▶ [Complete the following]:
1. Reproduce the portion of the liposuction study abstract that runs from "Design, setting and" up to and including "of adipose tissue.".
2. Carry on the abstract about liposuction in Dercum's disease, starting right after its final sentence.

▶ [Passage to read]:
[Start of section]
Objective: To study the impact of adipose tissue removal by liposuction on factors associated with increased risk of cardiovascular atherosclerotic disease within the coagulation and fibrinolytic system and glucose metabolism.
Design, setting and subjects: Liposuction was performed in 53 patients with Dercum's disease. The levels of fibrinogen, von Willebrand factor antigen (VWF:Ag) and plasminogen activator inhibitor type 1 activity (PAI-1) were measured preoperatively, and 2 weeks, 4 weeks and 3 months postoperatively. In a subsample of 10 patients, insulin sensitivity was determined before and 2-4 weeks after surgery using the 2-h euglycaemic hyperinsulinaemic clamp technique. The study was performed as a single-centre study.
Main outcome measure: Fibrinogen, PAI-1 and VWF:Ag levels, and glucose uptake before and after removal of adipose tissue.
[End of section]
▶ [Data for analysis]:
[Start of section]
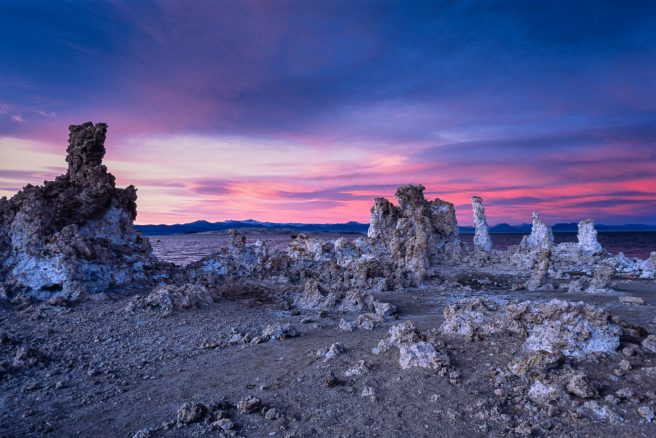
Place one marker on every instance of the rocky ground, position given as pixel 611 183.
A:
[End of section]
[Start of section]
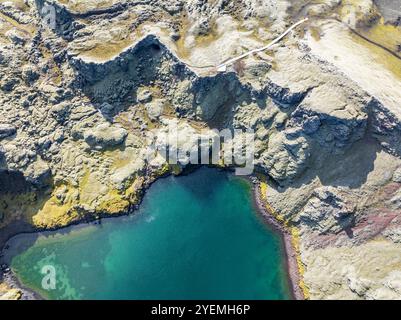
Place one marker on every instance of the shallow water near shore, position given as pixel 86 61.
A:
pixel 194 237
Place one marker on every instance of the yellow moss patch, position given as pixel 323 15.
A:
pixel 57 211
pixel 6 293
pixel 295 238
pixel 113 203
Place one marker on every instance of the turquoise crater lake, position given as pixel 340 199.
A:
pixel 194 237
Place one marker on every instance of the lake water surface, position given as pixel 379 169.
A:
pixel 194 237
[End of section]
[Start of section]
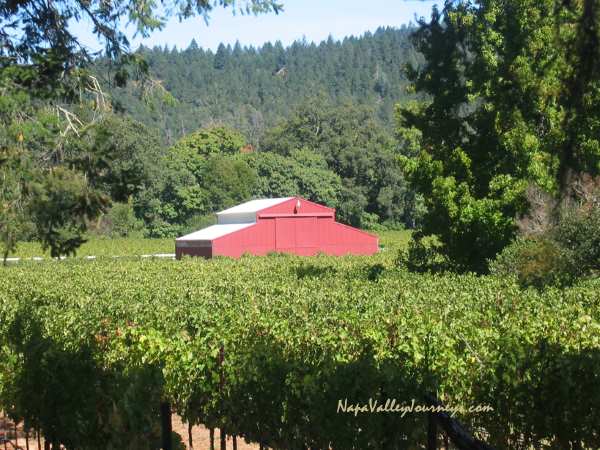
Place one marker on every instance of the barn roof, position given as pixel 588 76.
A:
[End of section]
▶ [Expected results]:
1.
Design, setting and subjects: Liposuction was performed in 53 patients with Dercum's disease. The levels of fibrinogen, von Willebrand factor antigen (VWF:Ag) and plasminogen activator inhibitor type 1 activity (PAI-1) were measured preoperatively, and 2 weeks, 4 weeks and 3 months postoperatively. In a subsample of 10 patients, insulin sensitivity was determined before and 2-4 weeks after surgery using the 2-h euglycaemic hyperinsulinaemic clamp technique. The study was performed as a single-centre study.
Main outcome measure: Fibrinogen, PAI-1 and VWF:Ag levels, and glucose uptake before and after removal of adipose tissue.

2.
Results: Weight reduction was sustained throughout the follow-up period with a mean decrease from 90.7 to 86.6 kg (P < 0.0001). There was a slight increase in levels of coagulation factors 2 and 4 weeks postoperatively, probably in reaction to the surgical trauma. After 3 months the values had returned to preoperative levels except for PAI-1, which still showed a slight increase (P < 0.05). In the subsample of 10 patients, glucose uptake was improved (P < 0.05) from a short-term perspective after surgery.
Conclusion: Surgical removal of adipose tissue, without change in lifestyle, does not seem to improve the levels of coagulation and fibrinolytic factors associated with cardiovascular atherosclerotic disease, whereas glucose takeup may be facilitated and insulin sensitivity increases from a short-term perspective.